Systematic desensization/ Gradual exposure: Systematic desensitisation is a kind of behaviour therapy that aims to replace an anxiety response with a relaxation response when an individual with a specific phobia confronts a fear stimulus. The process of it is as follows: Learn a relaxation strategy, break phobic stimulus into sequence and finally exposure to increasingly fearful stumuli. An example of this would be to get the sufferer to hold your hand - providing support, then get them to stand up with you. That may be enough until you can get them put one foot infront of the other.
Flooding: Flooding involves bringing the client into direct contact with their most feared object or situation straight away and keeping them in contact with it until their fear and associated anxiety disappear. Relating this back to Ambulophobia, an example of flooding would be to push the sufferer to walk a kilometre, straight up.
Non-fear modelling: It could be said that non-fear modelling is the same process as fear modelling but the emotion or reaction to the phobic stimulus is different. So in non-fear modelling there will be a person showing, either subconciously or purposely that the phobic stimulus needn't be one - that the anxiety associated with the phobia is unnecessary. In reference to ambulophobia, this may be done by simply walking around the person, without drawing attention to the act or by drawing attention to the fact that walking is harmless. It could be quite a powerful technique as one learns so much from what they observe, whether they are conscious of it or not.
Gather accurate infomation and facts: By findng out more infomation on something or perhaps informing the sufferer of the accurate infomation - quite simply giving the sufferer a bit of a reality check, that walking is an essential, normal part of life, that one cannot really function without it.
Anxiety is a state of psychological arousal associated with feeling of apprehension, worry and/or uneasiness that something wrong or unpleasant is going to happen. For some this state comes fleetingly, for others it is a disorder.
The term ‘Anxiety Disorder’ is used to describe a group of disorders that are characterized by chronic feelings of anxiety, distress, nervousness, and apprehension or fear about the future, with a negative effect. Of course there are situations where it is 'normal' or 'expected' to feel anxiety, however, if levels of anxiety are inappropriate in relation to the situation, this may indicate an anxiety disorder. An example of an anxiety disorder is a Phobia.
A phobia is an excessive or unreasonable fear directed towards a particular object, situation or event that causes significant distress or interferes with everyday functioning. In the case of Ambulophobia, the fear is directed to walking meaning individuals with the disorder suffer such symptoms of anxiety as dry mouth, breathlessness, panic attacks, trembling, nausea, fainting and a sense of a lose of control when they may need to walk or even when walking is mentioned. Hence sufferers will avoid walking, in many cases their being becomes bound to a chair.
--
- [TASKS]
1 – Rewrite part of the ambulophobia text with "effective method" substituted for "powerful technique". Begin at the words "Non-fear modelling: It" and stop after "of it or not.".
2 – In the ambulophobia text, how long does flooding keep the client in contact with their most feared object or situation?
You won't need the records.

Collected data
--
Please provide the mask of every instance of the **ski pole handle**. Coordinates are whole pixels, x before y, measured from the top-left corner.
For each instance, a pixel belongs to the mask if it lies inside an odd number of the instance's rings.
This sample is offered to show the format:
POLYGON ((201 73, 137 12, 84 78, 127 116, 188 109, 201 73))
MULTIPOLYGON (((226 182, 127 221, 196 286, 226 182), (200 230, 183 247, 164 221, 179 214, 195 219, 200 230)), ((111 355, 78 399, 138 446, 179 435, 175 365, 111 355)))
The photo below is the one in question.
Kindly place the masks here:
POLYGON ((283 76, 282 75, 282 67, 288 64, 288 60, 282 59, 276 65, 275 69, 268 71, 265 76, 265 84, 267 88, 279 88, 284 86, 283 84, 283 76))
--
- [TASK-BY-TASK ANSWERS]
1 –
Non-fear modelling: It could be said that non-fear modelling is the same process as fear modelling but the emotion or reaction to the phobic stimulus is different. So in non-fear modelling there will be a person showing, either subconciously or purposely that the phobic stimulus needn't be one - that the anxiety associated with the phobia is unnecessary. In reference to ambulophobia, this may be done by simply walking around the person, without drawing attention to the act or by drawing attention to the fact that walking is harmless. It could be quite a effective method as one learns so much from what they observe, whether they are conscious of it or not.

2 – Until their fear and associated anxiety disappear.